> **TRECHO DA PÁGINA**
Mas para que ocorra uma expansão nesta escala, indústrias inteiramente novas terão de ser criadas para fabricar tais combustíveis a um custo de vários milhões de milhões (trilhões) de dólares. Este empreendimento, por sua vez, está a provocar um debate amplo sobre as consequências ambientais de produzir tais combustíveis.
Por exemplo: qualquer aumento significativo na utilização de biocombustíveis – supondo que tais combustíveis fossem produzidos por meios químicos ao invés de, como agora, por cocção – podia reduzir em simultâneo emissões de dióxido de carbono e outros gases com efeito estufa [NR], reduzindo realmente o ritmo da futura alteração climática. Por outro lado, qualquer aumento na produção retirada das areias petrolíferas canadianas, do petróleo extra-pesado venezuelano, do óleo de xisto das Montanhas Rochosas implicaria atividades intensivas em energia a níveis estarrecedores, que emitiriam vastas quantidades de CO2, as quais podem mais do que cancelar quaisquer ganhos provenientes dos biocombustíveis.
Além disso, a produção acrescida de biocombustíveis arrisca divergir vastas extensões de terra arável do cultivo crucial de alimentos básicos para a fabricação de combustível para transporte. Se, como é provável, os preços do petróleo continuarem a aumentar, é de esperar que se torne mais atraente para agricultores plantarem mais milho e outras plantas para conversão final em combustíveis para transporte, o que significa aumentos nos custos alimentares que poderiam colocar os preços fora do alcance dos muito pobres, enquanto estica famílias trabalhadoras até o limite. Tal como em Maio e Junho de 2008, quando tumultos alimentares propagaram-se por todo o planeta em reação a altos preços alimentares – provocados, em parte, pelo desvio de vastas extensões da cultura do milho para a produção de biocombustível – isto poderia levar à inquietação e à fome em massa.
Uma forte pegada energética sobre o planeta
As implicações geopolíticas desta transformação poderiam ser impressionantes. Dentre outros desenvolvimentos, a influência global do Canadá, Venezuela e Brasil – todos eles produtores chave de combustíveis não convencionais – forçosamente seria fortalecida.
O Canadá está a tornar-se cada vez mais importante como o principal produtor do mundo de petróleo extraído da areia, ou betume – um material espesso, pegajoso e viscoso que deve ser extraído do chão e tratado de vários modos intensivos em energia antes de poder ser convertido em petróleo sintético (synfuel). Segundo o relatório IEO, a produção das areais petrolíferas, agora de 1,3 milhão de barris por dia pouco lucrativa, poderia atingir o marco de 4,4 milhões de barris (ou mesmo, de acordo com os cenários mais optimistas, 6,5 milhões de barris) em 2030.
Dadas as novas projeções da IEA, isto representaria um acréscimo extraordinário aos abastecimentos globais de energia exatamente quando se espera que fontes chave de petróleo convencional em lugares como o México e o Mar do Norte sofram declínio severo. Contudo, a extração de petróleo de areias poderia demonstrar-se um desastre poluidor de primeira grandeza. Em primeiro lugar, são necessárias notáveis injeções de energia do velho estilo para extrair esta nova energia, enormes extensões de florestas teriam de ser limpas e utilizadas vastas quantidades de água para o vapor necessário ao desalojamento da substância viscosa enterrada (exatamente quando o equivalente “pico da água” pode estar a chegar).

> **ENTRADAS FORNECIDAS**
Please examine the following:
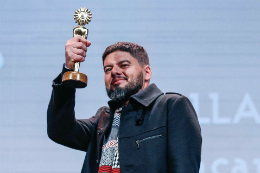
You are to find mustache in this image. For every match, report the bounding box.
[110,76,128,85]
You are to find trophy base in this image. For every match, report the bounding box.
[62,71,88,88]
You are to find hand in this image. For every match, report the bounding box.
[65,35,91,69]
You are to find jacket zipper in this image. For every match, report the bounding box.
[135,135,163,148]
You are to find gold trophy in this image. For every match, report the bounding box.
[62,7,92,88]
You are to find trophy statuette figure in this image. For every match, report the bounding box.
[62,7,92,88]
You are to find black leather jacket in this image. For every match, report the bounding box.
[47,72,202,173]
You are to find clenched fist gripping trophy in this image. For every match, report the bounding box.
[62,8,92,88]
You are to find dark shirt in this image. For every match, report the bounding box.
[47,66,202,173]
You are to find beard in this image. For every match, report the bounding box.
[106,72,143,102]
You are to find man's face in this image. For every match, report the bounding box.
[104,51,145,101]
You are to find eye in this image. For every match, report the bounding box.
[104,68,112,73]
[121,64,129,68]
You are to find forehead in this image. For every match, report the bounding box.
[104,51,138,66]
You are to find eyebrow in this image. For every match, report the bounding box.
[104,60,131,70]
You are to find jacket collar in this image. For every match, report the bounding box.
[108,84,163,109]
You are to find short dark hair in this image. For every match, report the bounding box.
[102,42,149,66]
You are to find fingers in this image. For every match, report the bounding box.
[65,36,91,69]
[71,35,91,47]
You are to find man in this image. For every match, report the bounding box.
[48,36,201,173]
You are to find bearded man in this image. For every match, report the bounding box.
[47,36,202,173]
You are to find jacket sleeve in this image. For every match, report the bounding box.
[168,95,202,173]
[47,73,101,151]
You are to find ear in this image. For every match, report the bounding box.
[143,65,152,83]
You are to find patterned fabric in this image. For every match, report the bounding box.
[98,108,121,173]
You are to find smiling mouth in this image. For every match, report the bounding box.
[110,77,128,85]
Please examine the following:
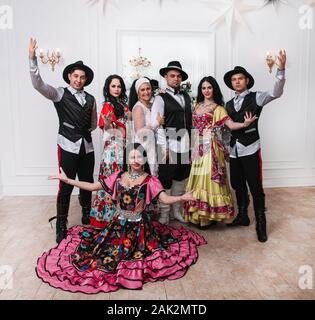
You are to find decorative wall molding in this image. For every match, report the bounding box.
[116,30,215,92]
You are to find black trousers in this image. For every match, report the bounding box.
[158,150,191,190]
[57,141,95,211]
[230,150,265,205]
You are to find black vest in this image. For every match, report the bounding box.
[160,92,192,136]
[54,88,95,142]
[226,92,262,147]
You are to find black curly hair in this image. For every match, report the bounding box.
[197,76,224,106]
[103,74,128,118]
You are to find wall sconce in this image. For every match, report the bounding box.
[39,49,61,71]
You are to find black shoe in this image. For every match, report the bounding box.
[81,210,90,225]
[49,203,69,244]
[254,196,268,242]
[198,221,217,230]
[227,208,250,227]
[56,216,67,244]
[78,195,91,225]
[256,211,268,242]
[256,223,268,242]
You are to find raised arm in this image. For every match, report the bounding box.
[29,38,64,102]
[225,112,258,130]
[256,50,287,107]
[48,167,103,191]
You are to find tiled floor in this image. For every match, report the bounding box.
[0,187,315,300]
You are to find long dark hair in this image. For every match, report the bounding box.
[128,79,139,111]
[197,76,224,106]
[123,142,151,174]
[103,74,128,118]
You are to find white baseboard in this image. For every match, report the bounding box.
[0,177,315,195]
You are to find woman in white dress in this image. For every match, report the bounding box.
[129,77,164,176]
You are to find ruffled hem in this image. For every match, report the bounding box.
[36,221,206,294]
[183,190,234,224]
[90,216,109,230]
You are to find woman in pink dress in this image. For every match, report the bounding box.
[89,74,128,229]
[36,144,206,293]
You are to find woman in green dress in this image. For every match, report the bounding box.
[184,76,256,229]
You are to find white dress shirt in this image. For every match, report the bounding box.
[151,86,189,153]
[230,69,285,158]
[29,57,97,154]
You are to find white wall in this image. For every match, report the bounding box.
[0,0,315,195]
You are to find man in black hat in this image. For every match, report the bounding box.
[151,61,192,224]
[224,51,286,242]
[29,38,97,243]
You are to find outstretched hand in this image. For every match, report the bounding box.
[244,111,258,127]
[156,112,165,125]
[48,167,68,183]
[28,38,37,59]
[181,190,196,201]
[278,50,287,70]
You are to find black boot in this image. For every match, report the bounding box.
[227,192,250,227]
[79,196,91,225]
[56,203,69,243]
[254,197,268,242]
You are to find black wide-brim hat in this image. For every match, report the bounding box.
[224,66,255,90]
[62,61,94,87]
[160,61,188,81]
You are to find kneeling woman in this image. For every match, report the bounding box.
[36,144,206,293]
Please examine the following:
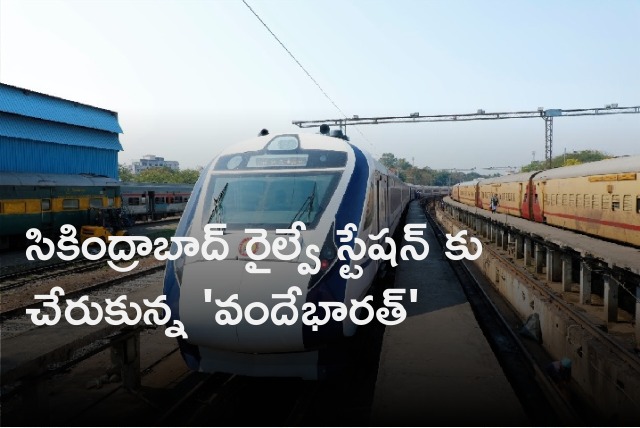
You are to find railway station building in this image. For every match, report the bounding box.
[0,83,122,180]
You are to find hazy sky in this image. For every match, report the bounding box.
[0,0,640,172]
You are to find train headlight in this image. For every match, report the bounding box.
[308,223,338,288]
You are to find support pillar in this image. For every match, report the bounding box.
[536,244,545,273]
[562,253,572,291]
[634,285,640,348]
[547,248,562,282]
[604,274,619,322]
[580,262,591,305]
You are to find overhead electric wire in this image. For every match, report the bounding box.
[242,0,375,155]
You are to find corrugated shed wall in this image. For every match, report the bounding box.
[0,112,122,150]
[0,83,122,134]
[0,83,122,179]
[0,135,118,180]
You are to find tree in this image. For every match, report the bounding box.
[176,169,200,184]
[380,153,398,168]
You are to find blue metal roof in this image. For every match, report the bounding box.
[0,171,120,187]
[0,136,118,179]
[0,112,122,151]
[0,83,122,133]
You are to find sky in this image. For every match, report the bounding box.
[0,0,640,173]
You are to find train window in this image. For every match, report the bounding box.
[203,172,340,229]
[611,195,620,211]
[62,199,80,210]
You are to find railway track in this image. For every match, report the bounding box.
[425,206,586,425]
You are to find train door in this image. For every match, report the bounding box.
[376,175,389,231]
[38,188,53,231]
[147,190,156,220]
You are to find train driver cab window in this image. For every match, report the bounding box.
[62,199,80,210]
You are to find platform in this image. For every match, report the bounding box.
[371,201,531,426]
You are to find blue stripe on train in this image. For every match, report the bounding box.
[302,145,369,348]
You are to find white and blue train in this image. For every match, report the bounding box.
[164,130,411,379]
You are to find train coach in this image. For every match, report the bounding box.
[0,172,121,249]
[121,183,193,222]
[452,156,640,246]
[164,130,410,379]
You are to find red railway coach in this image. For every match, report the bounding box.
[451,156,640,246]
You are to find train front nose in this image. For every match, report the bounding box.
[180,260,309,353]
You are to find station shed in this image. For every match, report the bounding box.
[0,83,122,180]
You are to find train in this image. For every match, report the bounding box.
[164,133,411,379]
[0,172,121,249]
[451,156,640,247]
[0,172,193,250]
[120,183,193,223]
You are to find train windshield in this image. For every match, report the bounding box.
[203,171,341,229]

> **O QUE SE PEDE**
1. Segundo o texto sobre combustíveis não convencionais, por que o aumento da produção a partir das areias petrolíferas canadianas, do petróleo extra-pesado venezuelano e do óleo de xisto poderia anular os ganhos dos biocombustíveis? Responda em uma a três frases.
2. Dê sequência ao texto sobre combustíveis não convencionais, começando logo após a última frase.

> **RESULTADOS FINAIS**
1. Porque essa produção implicaria atividades intensivas em energia a níveis estarrecedores, que emitiriam vastas quantidades de CO2. Essas emissões podem mais do que cancelar quaisquer ganhos provenientes dos biocombustíveis.

2.
O que isto significa é que a produção acelerada das areias petrolíferas está certamente ligada à pilhagem ambiental, à poluição e ao aquecimento global. Há grande dúvida de que responsáveis canadianos e o público em geral estará, no final das contas, disposto a pagar o preço econômico e ambiental envolvido. Por outras palavras, seja o que for que a IEA possa projetar agora, ninguém pode saber se os synfuels realmente estarão disponíveis nas quantidades necessárias daqui a 15 ou 20 anos.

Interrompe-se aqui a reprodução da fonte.